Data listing

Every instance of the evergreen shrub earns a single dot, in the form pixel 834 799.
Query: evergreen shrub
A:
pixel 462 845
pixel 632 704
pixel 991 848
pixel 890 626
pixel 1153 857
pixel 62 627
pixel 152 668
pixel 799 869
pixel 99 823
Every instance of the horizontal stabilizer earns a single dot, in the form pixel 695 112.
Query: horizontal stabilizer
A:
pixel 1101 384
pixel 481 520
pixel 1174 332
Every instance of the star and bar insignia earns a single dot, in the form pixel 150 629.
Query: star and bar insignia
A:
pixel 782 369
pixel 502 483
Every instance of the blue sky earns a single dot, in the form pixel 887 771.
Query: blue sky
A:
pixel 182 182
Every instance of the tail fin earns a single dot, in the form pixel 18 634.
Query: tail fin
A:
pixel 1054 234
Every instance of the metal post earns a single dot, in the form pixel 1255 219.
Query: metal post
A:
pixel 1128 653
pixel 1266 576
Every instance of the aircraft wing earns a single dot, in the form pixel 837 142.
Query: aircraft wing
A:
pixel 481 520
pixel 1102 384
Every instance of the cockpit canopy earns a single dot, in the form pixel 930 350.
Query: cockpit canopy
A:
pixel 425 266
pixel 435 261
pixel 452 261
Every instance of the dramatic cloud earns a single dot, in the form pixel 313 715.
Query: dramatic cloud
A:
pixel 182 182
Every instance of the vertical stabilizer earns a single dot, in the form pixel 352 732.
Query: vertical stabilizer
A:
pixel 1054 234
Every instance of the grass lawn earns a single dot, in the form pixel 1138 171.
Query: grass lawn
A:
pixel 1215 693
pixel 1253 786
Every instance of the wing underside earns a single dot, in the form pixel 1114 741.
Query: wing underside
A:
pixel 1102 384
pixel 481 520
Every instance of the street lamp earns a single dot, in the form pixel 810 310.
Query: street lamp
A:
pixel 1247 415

(WRITTEN TASK)
Can you print every line of the material above, character for character, with nothing changed?

(SOLUTION)
Every instance of the evergreen shrub earns a single dot, in the form pixel 834 799.
Query: evergreen shrub
A:
pixel 462 845
pixel 632 704
pixel 991 848
pixel 890 626
pixel 1153 857
pixel 62 627
pixel 152 668
pixel 799 869
pixel 99 823
Every instance of the horizontal stabilizer earns a single dot, in the form pixel 695 112.
Query: horizontal stabilizer
A:
pixel 1101 384
pixel 481 520
pixel 1174 332
Every instance of the star and bar insignia earns a single dot, in the form pixel 150 629.
Query: star and bar insignia
A:
pixel 782 369
pixel 502 483
Every instance of the blue sky earns a single dot, in the form pixel 887 771.
Query: blue sky
A:
pixel 182 182
Every instance of the tail fin earns a single dot, in the form pixel 18 634.
Query: tail fin
A:
pixel 1054 234
Every instance of the metal post earns a single dot, in the form pixel 1255 219.
Query: metal post
A:
pixel 1128 653
pixel 1266 576
Every instance of the aircraft wing earns a single dot, in the form pixel 837 142.
Query: aircraft wing
A:
pixel 481 520
pixel 1102 384
Every instance of the cockpit canopy earns a single dot, in the form pixel 930 350.
Query: cockpit canopy
A:
pixel 425 266
pixel 435 261
pixel 452 261
Every instance of the dramatic cloud earns a single dot, in the form pixel 313 715.
Query: dramatic cloud
A:
pixel 182 182
Every instance of the vertical stabilizer earns a single dot, in the form pixel 352 732.
Query: vertical stabilizer
A:
pixel 1054 234
Every instance of the grass lawn earns a single dot, in the form pixel 1138 171.
Query: grass lawn
A:
pixel 1215 693
pixel 1253 786
Every instance of the wing underside earns a single dot, in the form pixel 1114 741.
Query: wing underside
A:
pixel 1102 384
pixel 481 520
Every instance of the street lamp earns a single dot, in the form pixel 810 310.
Query: street lamp
A:
pixel 1247 415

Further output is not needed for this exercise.